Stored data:
###

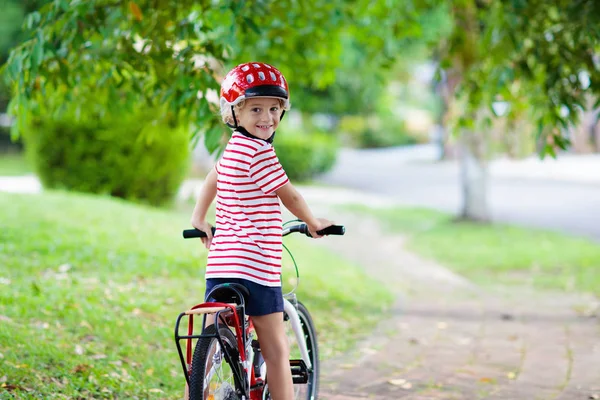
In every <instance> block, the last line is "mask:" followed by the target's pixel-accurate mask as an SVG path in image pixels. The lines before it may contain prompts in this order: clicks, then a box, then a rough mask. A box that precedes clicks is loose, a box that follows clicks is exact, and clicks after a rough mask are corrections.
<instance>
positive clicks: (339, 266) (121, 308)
mask: <svg viewBox="0 0 600 400" xmlns="http://www.w3.org/2000/svg"><path fill="white" fill-rule="evenodd" d="M0 209H1V210H2V229H1V230H0V398H7V397H6V396H8V398H23V399H24V398H44V399H53V398H82V399H83V398H85V399H88V398H120V399H135V398H144V399H146V398H156V399H159V398H160V399H176V398H180V397H181V390H182V387H183V376H182V371H181V368H180V364H179V359H178V356H177V352H176V347H175V344H174V341H173V336H172V335H173V327H174V322H175V318H176V316H177V315H178V313H179V312H181V311H183V310H185V309H187V308H188V307H190V306H191V305H193V304H195V303H196V302H199V301H200V299H201V298H202V296H203V293H204V284H203V270H204V265H205V259H206V252H205V250H204V249H203V248H202V246H201V244H200V242H199V241H192V240H183V239H181V229H183V228H186V227H188V224H189V213H187V212H180V211H168V210H157V209H153V208H150V207H144V206H139V205H134V204H131V203H127V202H124V201H119V200H114V199H108V198H103V197H97V196H91V195H75V194H68V193H62V192H45V193H44V194H41V195H16V194H4V193H0ZM290 239H291V240H289V241H288V240H286V242H287V243H289V245H290V246H289V247H290V248H291V250H292V251H293V252H294V255H295V257H296V260H297V261H298V263H299V266H300V273H301V275H302V284H301V285H300V288H299V292H298V296H299V298H300V299H302V301H303V302H304V303H305V304H306V305H307V306H308V308H309V310H310V311H311V313H312V314H313V317H314V319H315V323H316V325H317V330H318V333H319V344H320V346H321V347H320V348H321V350H322V356H323V357H330V356H332V355H333V354H337V353H339V352H341V351H344V350H345V349H347V348H348V347H349V346H350V345H351V344H352V341H353V340H355V339H356V338H357V337H360V335H363V334H365V333H366V332H367V330H368V329H369V328H370V327H371V326H372V323H373V322H374V321H376V320H377V319H378V318H380V317H381V316H382V313H383V312H384V311H385V310H386V308H387V307H388V306H389V304H390V303H391V301H392V296H391V295H390V294H389V293H388V292H386V291H385V290H383V289H382V288H380V287H379V286H378V285H376V284H375V283H374V282H373V281H371V280H370V279H369V278H368V277H367V276H365V274H364V273H363V272H362V270H361V269H360V268H359V267H358V266H356V265H351V264H348V263H347V262H345V261H343V260H341V259H339V258H338V257H337V256H336V255H335V254H332V253H330V252H328V251H326V250H325V249H323V248H322V247H321V246H311V243H310V239H308V238H302V237H294V238H290ZM336 239H337V240H341V239H343V238H336ZM286 265H288V266H289V260H288V261H287V262H286ZM325 266H327V268H324V267H325ZM289 279H291V275H289V276H288V277H287V278H286V282H287V280H289ZM366 305H368V307H367V306H366ZM2 388H4V390H3V389H2Z"/></svg>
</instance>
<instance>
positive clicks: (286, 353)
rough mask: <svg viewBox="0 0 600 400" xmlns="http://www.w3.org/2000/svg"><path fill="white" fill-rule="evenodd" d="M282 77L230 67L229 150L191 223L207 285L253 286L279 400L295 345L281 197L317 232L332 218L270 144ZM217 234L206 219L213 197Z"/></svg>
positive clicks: (286, 383) (284, 201) (254, 300)
mask: <svg viewBox="0 0 600 400" xmlns="http://www.w3.org/2000/svg"><path fill="white" fill-rule="evenodd" d="M289 106H290V102H289V89H288V85H287V81H286V80H285V78H284V76H283V75H282V74H281V72H279V71H278V70H277V69H276V68H275V67H273V66H271V65H268V64H264V63H256V62H254V63H246V64H241V65H238V66H237V67H235V68H234V69H232V70H231V71H230V72H229V73H228V74H227V75H226V77H225V79H224V80H223V83H222V84H221V115H222V118H223V121H224V122H225V123H226V124H227V125H229V126H230V127H232V128H234V132H233V134H232V136H231V139H230V140H229V143H228V144H227V147H226V148H225V152H224V153H223V156H222V157H221V159H220V160H219V162H218V163H217V164H216V166H215V168H214V169H213V170H211V171H210V172H209V173H208V175H207V177H206V180H205V182H204V185H203V186H202V189H201V192H200V195H199V196H198V201H197V203H196V206H195V208H194V212H193V214H192V220H191V223H192V226H193V227H195V228H197V229H199V230H201V231H204V232H206V233H207V234H208V237H207V238H203V239H202V241H203V243H204V245H205V246H206V247H207V248H208V249H209V255H208V261H207V265H206V292H207V293H208V291H209V290H210V289H211V288H212V287H214V286H215V285H217V284H221V283H225V282H237V283H241V284H243V285H244V286H246V288H248V290H249V292H250V298H249V299H248V303H247V304H246V312H247V314H248V315H250V316H251V317H252V320H253V323H254V327H255V329H256V333H257V335H258V340H259V342H260V347H261V352H262V355H263V357H264V359H265V362H266V364H267V375H268V377H267V379H268V383H269V392H270V393H271V397H272V399H273V400H292V399H293V397H294V394H293V383H292V375H291V371H290V365H289V348H288V343H287V338H286V335H285V330H284V325H283V295H282V291H281V280H280V278H281V248H282V240H281V232H282V228H281V223H282V219H281V210H280V206H279V201H281V202H282V203H283V205H284V206H285V207H286V208H287V209H288V210H289V211H290V212H291V213H292V214H294V215H295V216H296V217H297V218H299V219H300V220H302V221H304V222H305V223H306V224H307V225H308V229H309V231H310V233H311V235H312V236H313V237H314V238H319V237H321V236H320V235H318V234H317V231H319V230H321V229H324V228H326V227H328V226H330V225H332V224H333V223H332V222H330V221H328V220H326V219H320V218H315V217H314V215H313V214H312V212H311V211H310V209H309V207H308V205H307V204H306V202H305V201H304V198H303V197H302V196H301V195H300V194H299V193H298V191H297V190H296V189H295V188H294V186H293V185H292V184H291V183H290V182H289V180H288V178H287V175H286V174H285V171H284V170H283V168H282V167H281V164H280V163H279V160H278V159H277V156H276V155H275V150H274V149H273V146H272V145H271V143H272V142H273V138H274V135H275V130H276V129H277V127H278V126H279V121H281V119H282V118H283V115H284V113H285V110H288V109H289ZM215 197H216V198H217V204H216V225H217V226H216V228H217V230H216V233H215V236H214V237H212V235H211V226H210V225H209V224H208V223H207V222H206V213H207V210H208V208H209V206H210V204H211V203H212V201H213V199H214V198H215Z"/></svg>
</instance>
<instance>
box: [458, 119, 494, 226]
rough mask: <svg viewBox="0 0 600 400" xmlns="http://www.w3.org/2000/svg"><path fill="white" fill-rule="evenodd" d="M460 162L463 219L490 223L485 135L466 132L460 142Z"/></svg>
mask: <svg viewBox="0 0 600 400" xmlns="http://www.w3.org/2000/svg"><path fill="white" fill-rule="evenodd" d="M459 162H460V177H461V190H462V193H463V209H462V212H461V218H462V219H466V220H470V221H478V222H488V221H489V220H490V211H489V206H488V201H487V200H488V199H487V182H488V167H487V149H486V138H485V135H481V134H480V135H478V134H477V133H475V132H473V131H468V130H464V131H463V132H462V133H461V136H460V142H459Z"/></svg>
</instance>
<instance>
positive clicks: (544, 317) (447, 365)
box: [318, 214, 600, 400]
mask: <svg viewBox="0 0 600 400" xmlns="http://www.w3.org/2000/svg"><path fill="white" fill-rule="evenodd" d="M328 215H331V214H328ZM334 218H335V219H336V221H344V223H345V224H347V225H348V226H361V231H362V232H365V231H368V232H369V235H361V234H360V233H359V232H356V230H354V231H353V230H348V231H347V234H346V236H345V237H344V238H343V240H321V241H319V242H318V243H319V245H321V246H327V247H330V248H331V249H333V250H335V251H338V252H340V254H345V255H346V256H347V257H348V258H351V259H353V260H354V261H357V262H359V263H360V264H362V265H365V266H367V269H366V270H367V272H368V273H370V274H371V275H373V276H374V277H376V278H379V279H380V280H381V282H382V284H385V285H388V286H389V287H391V288H392V289H393V290H394V291H395V292H396V293H397V294H398V296H399V300H398V302H397V303H396V304H395V306H394V307H393V309H392V310H390V315H389V317H388V318H386V319H385V320H384V321H383V322H382V323H381V325H380V326H379V327H378V328H377V330H376V332H375V333H374V334H373V335H371V336H370V337H369V338H367V339H365V341H363V342H362V343H360V344H359V346H357V348H356V349H355V350H353V351H351V352H349V353H348V354H346V355H344V356H342V357H339V358H337V359H335V360H329V361H328V362H326V363H324V366H323V377H322V383H321V385H322V389H321V395H320V397H319V399H321V400H353V399H375V400H384V399H385V400H391V399H407V400H409V399H410V400H417V399H418V400H425V399H461V400H469V399H511V400H513V399H514V400H517V399H523V400H534V399H561V400H576V399H582V400H584V399H593V398H596V397H594V396H600V324H599V319H598V316H597V314H596V313H598V309H597V307H598V303H597V300H595V299H593V298H591V297H586V296H579V295H567V294H563V293H558V294H548V293H538V292H529V291H527V290H525V289H521V290H506V289H501V288H498V289H493V290H492V289H486V290H483V289H481V288H479V287H477V286H475V285H473V284H471V283H469V282H468V281H466V280H465V279H463V278H461V277H459V276H456V275H454V274H453V273H451V272H450V271H448V270H446V269H445V268H443V267H442V266H440V265H436V264H435V263H433V262H431V261H427V260H423V259H420V258H419V257H417V256H415V255H414V254H411V253H408V252H407V251H405V250H404V249H403V247H402V243H403V238H402V237H398V236H389V235H383V234H382V233H380V231H379V229H377V226H376V224H375V223H374V222H373V221H364V220H361V221H357V220H355V219H354V220H353V219H352V217H351V216H349V215H337V216H335V215H334ZM361 224H362V225H361ZM378 232H379V233H378Z"/></svg>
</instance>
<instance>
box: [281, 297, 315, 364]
mask: <svg viewBox="0 0 600 400" xmlns="http://www.w3.org/2000/svg"><path fill="white" fill-rule="evenodd" d="M283 310H284V311H285V313H286V314H287V316H288V318H289V319H290V323H291V324H292V330H293V331H294V335H295V336H296V343H298V350H300V355H301V356H302V360H303V361H304V364H305V365H306V368H308V369H309V370H310V369H312V363H311V362H310V358H309V357H308V350H307V349H306V339H305V338H304V332H303V331H302V325H301V323H300V317H299V316H298V311H297V310H296V307H294V305H293V304H292V303H291V302H290V301H289V300H288V299H283Z"/></svg>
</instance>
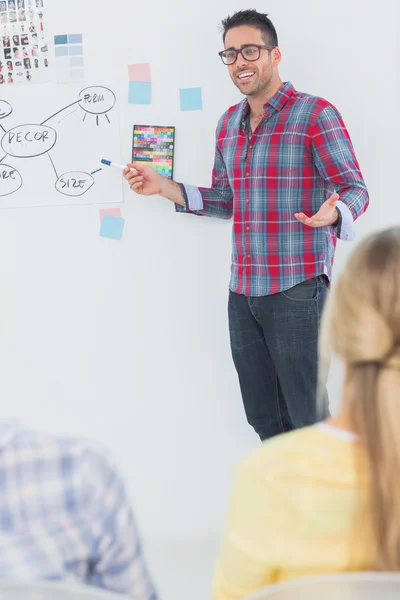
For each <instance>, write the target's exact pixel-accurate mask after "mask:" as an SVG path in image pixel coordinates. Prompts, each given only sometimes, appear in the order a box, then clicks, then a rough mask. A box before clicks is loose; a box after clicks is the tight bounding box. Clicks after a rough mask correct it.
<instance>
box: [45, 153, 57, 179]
mask: <svg viewBox="0 0 400 600" xmlns="http://www.w3.org/2000/svg"><path fill="white" fill-rule="evenodd" d="M47 156H48V157H49V158H50V162H51V164H52V165H53V169H54V173H55V174H56V177H57V179H58V173H57V169H56V168H55V166H54V163H53V159H52V158H51V156H50V154H49V153H47Z"/></svg>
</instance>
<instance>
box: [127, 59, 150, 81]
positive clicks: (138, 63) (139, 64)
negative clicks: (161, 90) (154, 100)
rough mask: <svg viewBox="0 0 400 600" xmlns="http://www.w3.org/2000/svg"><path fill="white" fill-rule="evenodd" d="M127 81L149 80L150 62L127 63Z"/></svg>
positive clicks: (149, 80)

###

• **TASK PROMPT**
What is needed is every line from the data above that includes the string "loose", copied out.

• **RESULT OF THIS TASK**
In every <instance> block, the last line is "mask:" followed by the target's pixel-accurate mask as an SVG path in image pixels. The lines before it may contain prompts in this order: clicks, then a box, then a rough mask. A box that precedes clicks is loose, a box that follows clicks is exact, and clicks after a rough mask are corrections.
For each <instance>, write the target's exact pixel-accurate mask after "mask:" as an SVG path in image pixel coordinates. Prompts, each given only sometimes, appear in the order a box, then clicks, then a rough mask. A box before clicks is loose; a box after clicks is the tight bounding box. Clicks after a rough mask correct it.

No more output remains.